[Records from a data source]
▬▬▬▬▬▬

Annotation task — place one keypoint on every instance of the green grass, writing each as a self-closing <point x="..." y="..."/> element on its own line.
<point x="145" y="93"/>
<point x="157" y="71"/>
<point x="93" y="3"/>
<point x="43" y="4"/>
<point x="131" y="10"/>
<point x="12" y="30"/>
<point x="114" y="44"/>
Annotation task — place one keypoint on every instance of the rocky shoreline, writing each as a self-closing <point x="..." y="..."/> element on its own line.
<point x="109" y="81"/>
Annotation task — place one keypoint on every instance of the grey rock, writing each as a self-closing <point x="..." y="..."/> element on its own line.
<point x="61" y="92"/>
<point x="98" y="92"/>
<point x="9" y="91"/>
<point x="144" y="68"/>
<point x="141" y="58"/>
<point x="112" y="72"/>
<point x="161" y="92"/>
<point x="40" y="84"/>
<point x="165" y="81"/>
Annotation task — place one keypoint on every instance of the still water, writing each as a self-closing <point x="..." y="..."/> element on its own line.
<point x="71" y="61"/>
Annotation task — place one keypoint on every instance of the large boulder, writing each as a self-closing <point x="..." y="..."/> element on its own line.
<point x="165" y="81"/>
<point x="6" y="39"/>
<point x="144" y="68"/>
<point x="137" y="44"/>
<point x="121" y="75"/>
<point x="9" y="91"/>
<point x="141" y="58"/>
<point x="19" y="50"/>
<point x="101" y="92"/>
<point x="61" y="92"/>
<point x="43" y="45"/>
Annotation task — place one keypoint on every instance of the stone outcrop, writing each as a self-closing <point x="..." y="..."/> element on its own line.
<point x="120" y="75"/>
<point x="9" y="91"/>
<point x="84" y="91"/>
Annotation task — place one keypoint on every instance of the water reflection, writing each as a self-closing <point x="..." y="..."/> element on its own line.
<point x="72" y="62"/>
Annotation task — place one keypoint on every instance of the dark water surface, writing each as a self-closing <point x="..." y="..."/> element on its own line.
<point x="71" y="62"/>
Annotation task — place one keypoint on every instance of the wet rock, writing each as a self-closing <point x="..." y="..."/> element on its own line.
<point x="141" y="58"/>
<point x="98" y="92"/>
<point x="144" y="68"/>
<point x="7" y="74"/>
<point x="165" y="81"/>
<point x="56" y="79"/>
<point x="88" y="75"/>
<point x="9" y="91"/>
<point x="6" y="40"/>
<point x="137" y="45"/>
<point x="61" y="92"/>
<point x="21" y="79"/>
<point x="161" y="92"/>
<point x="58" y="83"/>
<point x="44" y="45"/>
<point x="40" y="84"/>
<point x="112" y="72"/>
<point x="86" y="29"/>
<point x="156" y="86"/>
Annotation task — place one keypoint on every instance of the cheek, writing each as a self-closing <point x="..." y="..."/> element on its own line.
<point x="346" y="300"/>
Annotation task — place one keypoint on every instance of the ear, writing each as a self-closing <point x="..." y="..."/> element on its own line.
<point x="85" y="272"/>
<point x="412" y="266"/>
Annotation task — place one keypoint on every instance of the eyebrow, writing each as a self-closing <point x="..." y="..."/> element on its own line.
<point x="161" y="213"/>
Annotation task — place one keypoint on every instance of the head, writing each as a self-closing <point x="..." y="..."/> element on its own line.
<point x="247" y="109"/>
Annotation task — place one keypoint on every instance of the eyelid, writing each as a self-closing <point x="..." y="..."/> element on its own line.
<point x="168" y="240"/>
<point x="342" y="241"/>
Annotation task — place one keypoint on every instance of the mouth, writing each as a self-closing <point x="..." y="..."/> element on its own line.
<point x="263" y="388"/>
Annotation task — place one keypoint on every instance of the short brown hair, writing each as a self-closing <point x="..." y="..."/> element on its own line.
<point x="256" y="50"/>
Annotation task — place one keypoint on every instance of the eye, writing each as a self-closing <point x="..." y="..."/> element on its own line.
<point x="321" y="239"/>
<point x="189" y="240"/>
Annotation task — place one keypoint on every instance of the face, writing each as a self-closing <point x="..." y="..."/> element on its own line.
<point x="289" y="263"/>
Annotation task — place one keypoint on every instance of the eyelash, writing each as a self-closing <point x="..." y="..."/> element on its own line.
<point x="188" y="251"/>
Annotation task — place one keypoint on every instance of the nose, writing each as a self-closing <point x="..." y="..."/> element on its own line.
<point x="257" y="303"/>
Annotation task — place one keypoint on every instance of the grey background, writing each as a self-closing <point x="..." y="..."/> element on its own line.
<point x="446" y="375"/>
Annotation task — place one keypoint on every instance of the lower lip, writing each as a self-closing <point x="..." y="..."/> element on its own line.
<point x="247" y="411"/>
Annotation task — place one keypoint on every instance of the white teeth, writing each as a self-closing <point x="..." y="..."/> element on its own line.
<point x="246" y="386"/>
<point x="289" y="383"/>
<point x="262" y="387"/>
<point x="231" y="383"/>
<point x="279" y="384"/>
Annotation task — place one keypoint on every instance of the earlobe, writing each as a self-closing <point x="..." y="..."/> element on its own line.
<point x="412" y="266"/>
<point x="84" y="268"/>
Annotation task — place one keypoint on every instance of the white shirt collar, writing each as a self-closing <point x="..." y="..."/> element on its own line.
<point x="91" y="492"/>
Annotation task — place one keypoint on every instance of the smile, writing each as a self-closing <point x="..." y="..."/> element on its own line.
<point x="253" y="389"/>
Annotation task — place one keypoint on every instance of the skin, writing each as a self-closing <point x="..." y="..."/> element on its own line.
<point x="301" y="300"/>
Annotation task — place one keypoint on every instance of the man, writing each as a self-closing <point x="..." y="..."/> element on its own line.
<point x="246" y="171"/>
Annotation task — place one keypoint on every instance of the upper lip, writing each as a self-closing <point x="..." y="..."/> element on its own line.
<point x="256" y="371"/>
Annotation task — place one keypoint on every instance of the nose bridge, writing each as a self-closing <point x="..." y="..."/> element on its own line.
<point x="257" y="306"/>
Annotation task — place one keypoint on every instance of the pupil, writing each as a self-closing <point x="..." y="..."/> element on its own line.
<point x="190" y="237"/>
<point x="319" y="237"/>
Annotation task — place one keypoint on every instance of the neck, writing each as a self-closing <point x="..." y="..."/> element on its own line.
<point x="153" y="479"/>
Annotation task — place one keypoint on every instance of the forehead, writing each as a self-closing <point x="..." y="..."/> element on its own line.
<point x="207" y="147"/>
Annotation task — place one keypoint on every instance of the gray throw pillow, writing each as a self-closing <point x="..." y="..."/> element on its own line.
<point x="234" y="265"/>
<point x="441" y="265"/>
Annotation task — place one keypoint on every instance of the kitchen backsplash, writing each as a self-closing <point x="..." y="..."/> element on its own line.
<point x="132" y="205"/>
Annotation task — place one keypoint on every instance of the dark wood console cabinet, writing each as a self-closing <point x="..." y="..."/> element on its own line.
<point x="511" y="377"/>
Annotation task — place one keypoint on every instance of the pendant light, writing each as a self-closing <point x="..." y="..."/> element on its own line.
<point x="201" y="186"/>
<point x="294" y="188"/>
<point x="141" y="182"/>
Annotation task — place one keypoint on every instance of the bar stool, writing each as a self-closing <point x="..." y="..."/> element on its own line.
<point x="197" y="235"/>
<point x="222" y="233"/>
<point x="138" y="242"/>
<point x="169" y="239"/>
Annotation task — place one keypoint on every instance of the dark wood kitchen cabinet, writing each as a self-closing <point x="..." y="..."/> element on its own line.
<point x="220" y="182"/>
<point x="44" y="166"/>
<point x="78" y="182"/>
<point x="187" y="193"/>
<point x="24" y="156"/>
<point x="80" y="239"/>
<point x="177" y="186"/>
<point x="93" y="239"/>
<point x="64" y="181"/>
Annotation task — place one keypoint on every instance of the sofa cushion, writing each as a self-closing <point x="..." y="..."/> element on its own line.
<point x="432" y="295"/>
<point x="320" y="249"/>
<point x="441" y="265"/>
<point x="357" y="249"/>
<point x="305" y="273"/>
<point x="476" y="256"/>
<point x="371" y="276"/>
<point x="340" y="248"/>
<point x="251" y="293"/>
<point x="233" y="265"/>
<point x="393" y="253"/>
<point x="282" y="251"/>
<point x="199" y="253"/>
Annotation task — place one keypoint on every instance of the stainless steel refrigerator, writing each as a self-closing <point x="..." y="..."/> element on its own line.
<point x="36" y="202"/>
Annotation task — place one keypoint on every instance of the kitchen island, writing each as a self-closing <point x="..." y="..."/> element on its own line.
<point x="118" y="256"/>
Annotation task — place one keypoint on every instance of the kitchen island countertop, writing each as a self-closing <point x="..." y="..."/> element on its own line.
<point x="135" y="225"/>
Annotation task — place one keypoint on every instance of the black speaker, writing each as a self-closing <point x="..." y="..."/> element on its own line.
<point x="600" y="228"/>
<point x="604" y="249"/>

▬▬▬▬▬▬

▶ Exercise details
What needs duplicating is the run of lines from the one containing "of the stainless" through the last line of the entries above, exact and complete.

▶ Correct output
Annotation task — place one keypoint on every instance of the stainless steel refrigerator, writing each as a self-closing <point x="..." y="..."/> element on its own line.
<point x="36" y="202"/>
Annotation task — place one keypoint on every instance of the kitchen island, writing each as a self-closing <point x="..." y="..."/> element on its own line.
<point x="118" y="256"/>
Annotation task — place one keypoint on every instance of the kitchen island countertop, writing each as a self-closing <point x="..." y="..."/> element on its own line.
<point x="135" y="225"/>
Annotation task — place one keypoint on every instance of the black speaker, writing each as a self-closing <point x="..." y="..."/> element on its own line.
<point x="600" y="228"/>
<point x="604" y="249"/>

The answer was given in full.